**Provided passage**.

And, of course, Paul reminds us that we do not have forever to repay the
debt of goodness given to us, nor to allow ourselves to be repaid by
another—of course, some of would rather keep the ledger unbalance, if only
to wallow in our self-righteousness—never me, of course, but maybe
you…The night is far gone, and the day is near, Paul writes, warning them to
repay the debt of love that we owe each other, by being good people, by not
giving into the flesh, which, as I’ve shared with is not Paul’s way of saying
sexual sin, as it is Paul warning us not to given into that shadow side of us,
that place within us that cares not for other, or the impact our actions has
on them and their lives.   We don’t have forever to get it right, Paul’s
language seems to say, though he thinks it is because the Lord is coming
soon, because of the second coming.  For us, the rush has nothing to do
with the possibility of Jesus’ second coming, which may or may not come
soon.  Do you remember the t-shirts and the bumper stickers that were
popular some time ago, the ones that satirically read: Jesus is coming, look
busy!  Well, that is not what worries us so much nowadays, but it has more
to do with the fact that Jesus may come to get us, move us out of this
world, into that other world, our deaths.  We don’t have forever to clear up
our debts, to do the work of love in this world. No one knows the day or the
hour, Jesus warns us…

What I want to do is bring us back to Pastor Daniels’ devotional here, and
connect the dots.  What scholars often reminds us here in this text is that
when Jesus tells us to love God and love our neighbors, Jesus really is
putting the two together, putting God and neighbor together, and saying
you can’t love one without the other.  It really is not enough to love the God
we find a sunset, or on the beach, or at the Grand Canyon, though there is
no doubt that God can surely be met in those wonderful and good places.

**Tasks**.
- 1) Answer these questions from the sermon excerpt above:
(a) What reason does Paul think lies behind the rush to repay the debt of love?
(b) What did the satirical t-shirts and bumper stickers read?
(c) Whose devotional does the speaker want to bring the listeners back to?
- 2) In the sermon excerpt above, list every place where the speaker says people find God.

**Data listing**.
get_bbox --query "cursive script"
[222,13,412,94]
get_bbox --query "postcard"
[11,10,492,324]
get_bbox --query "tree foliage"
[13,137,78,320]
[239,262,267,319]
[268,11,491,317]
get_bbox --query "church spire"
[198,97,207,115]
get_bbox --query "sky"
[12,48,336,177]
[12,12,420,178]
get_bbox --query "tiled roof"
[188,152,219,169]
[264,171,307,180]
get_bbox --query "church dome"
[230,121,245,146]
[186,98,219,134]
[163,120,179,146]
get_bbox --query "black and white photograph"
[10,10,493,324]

**Results of the exercise**.
- 1)
(a) The Lord is coming soon, with the second coming.
(b) "Jesus is coming, look busy!"
(c) Pastor Daniels'

- 2)
- A sunset
- The beach
- The Grand Canyon